## Lesetext
▶
In der Regel sind Raumkonzepte, die in der Kartographie Verwendung finden, auf georäumliche also euklidische Dimensionen ausgerichtet. Zukünftig aber, gestützt auf rechnerbasierte Verfahren und in Verbindung mit Ansätzen der wissenschaftlichen Visualisierung, können Konzepte der Raumstrukturierung in der Kartographie in zweierlei Hinsicht erweitert werden.
Ziel dabei ist erstens die Abbildung von Sachverhalten, die nicht räumlich oder nicht durch euklidische Raumstrukturen eingebunden sind. Dies sind z. B. sozioökonomische, verhaltens- und erfahrungsorientierte oder naturwissenschaftlich-technologische Sachverhalte, die z. B. in Form von statistischen Flächen, Trendflächen oder Zeitflächen abgebildet werden. Für die Modellierung dieser Raumkonzepte werden also kartographische Methoden verwendet, obwohl die Themen ursprünglich nicht kartographisch ausgerichtet sind.
◀
## Auszüge der Einträge
▶
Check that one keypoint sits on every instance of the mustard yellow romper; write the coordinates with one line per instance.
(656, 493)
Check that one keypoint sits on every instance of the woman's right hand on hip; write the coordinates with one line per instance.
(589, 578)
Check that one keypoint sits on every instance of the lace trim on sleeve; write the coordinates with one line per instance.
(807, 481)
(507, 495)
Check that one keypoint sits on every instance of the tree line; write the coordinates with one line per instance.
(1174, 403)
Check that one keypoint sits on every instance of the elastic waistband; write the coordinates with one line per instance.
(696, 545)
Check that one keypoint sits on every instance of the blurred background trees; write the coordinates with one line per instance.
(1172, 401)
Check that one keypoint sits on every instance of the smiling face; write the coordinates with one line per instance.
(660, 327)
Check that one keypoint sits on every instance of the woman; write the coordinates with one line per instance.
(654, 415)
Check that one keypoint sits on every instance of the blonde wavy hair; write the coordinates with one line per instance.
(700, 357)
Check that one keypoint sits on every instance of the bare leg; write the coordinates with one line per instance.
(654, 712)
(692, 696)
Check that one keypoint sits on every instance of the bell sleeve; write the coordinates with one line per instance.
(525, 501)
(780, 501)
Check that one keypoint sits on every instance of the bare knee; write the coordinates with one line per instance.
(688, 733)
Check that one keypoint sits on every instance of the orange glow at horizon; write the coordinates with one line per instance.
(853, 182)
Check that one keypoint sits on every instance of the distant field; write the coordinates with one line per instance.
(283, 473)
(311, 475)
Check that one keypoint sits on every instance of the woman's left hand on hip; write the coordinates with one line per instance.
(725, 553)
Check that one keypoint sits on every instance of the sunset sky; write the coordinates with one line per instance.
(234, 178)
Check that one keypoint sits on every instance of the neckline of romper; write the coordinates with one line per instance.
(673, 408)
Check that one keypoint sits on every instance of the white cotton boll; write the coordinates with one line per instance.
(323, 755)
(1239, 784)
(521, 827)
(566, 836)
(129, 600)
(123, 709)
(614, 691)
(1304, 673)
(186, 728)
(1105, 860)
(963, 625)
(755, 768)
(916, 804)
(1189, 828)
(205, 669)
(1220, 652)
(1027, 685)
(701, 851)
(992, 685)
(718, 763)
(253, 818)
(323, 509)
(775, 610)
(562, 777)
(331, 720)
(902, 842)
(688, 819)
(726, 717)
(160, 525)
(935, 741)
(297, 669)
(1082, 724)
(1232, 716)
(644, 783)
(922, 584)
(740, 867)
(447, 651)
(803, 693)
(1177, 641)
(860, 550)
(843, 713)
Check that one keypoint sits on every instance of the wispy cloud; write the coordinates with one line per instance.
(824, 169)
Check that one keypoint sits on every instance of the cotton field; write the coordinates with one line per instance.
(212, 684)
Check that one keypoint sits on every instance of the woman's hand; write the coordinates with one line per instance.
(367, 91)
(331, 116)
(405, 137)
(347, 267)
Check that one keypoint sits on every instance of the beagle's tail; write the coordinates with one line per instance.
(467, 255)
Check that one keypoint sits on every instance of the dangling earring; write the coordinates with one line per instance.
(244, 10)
◀
## Aufgabenstellung
Geben Sie aus dem Lesetext den Abschnitt zwischen „In der Regel“ und „kartographisch ausgerichtet sind.“ einschließlich wortgetreu aus. Stützen Sie sich ausschließlich auf den Lesetext.

## Antwortbereich
In der Regel sind Raumkonzepte, die in der Kartographie Verwendung finden, auf georäumliche also euklidische Dimensionen ausgerichtet. Zukünftig aber, gestützt auf rechnerbasierte Verfahren und in Verbindung mit Ansätzen der wissenschaftlichen Visualisierung, können Konzepte der Raumstrukturierung in der Kartographie in zweierlei Hinsicht erweitert werden.
Ziel dabei ist erstens die Abbildung von Sachverhalten, die nicht räumlich oder nicht durch euklidische Raumstrukturen eingebunden sind. Dies sind z. B. sozioökonomische, verhaltens- und erfahrungsorientierte oder naturwissenschaftlich-technologische Sachverhalte, die z. B. in Form von statistischen Flächen, Trendflächen oder Zeitflächen abgebildet werden. Für die Modellierung dieser Raumkonzepte werden also kartographische Methoden verwendet, obwohl die Themen ursprünglich nicht kartographisch ausgerichtet sind.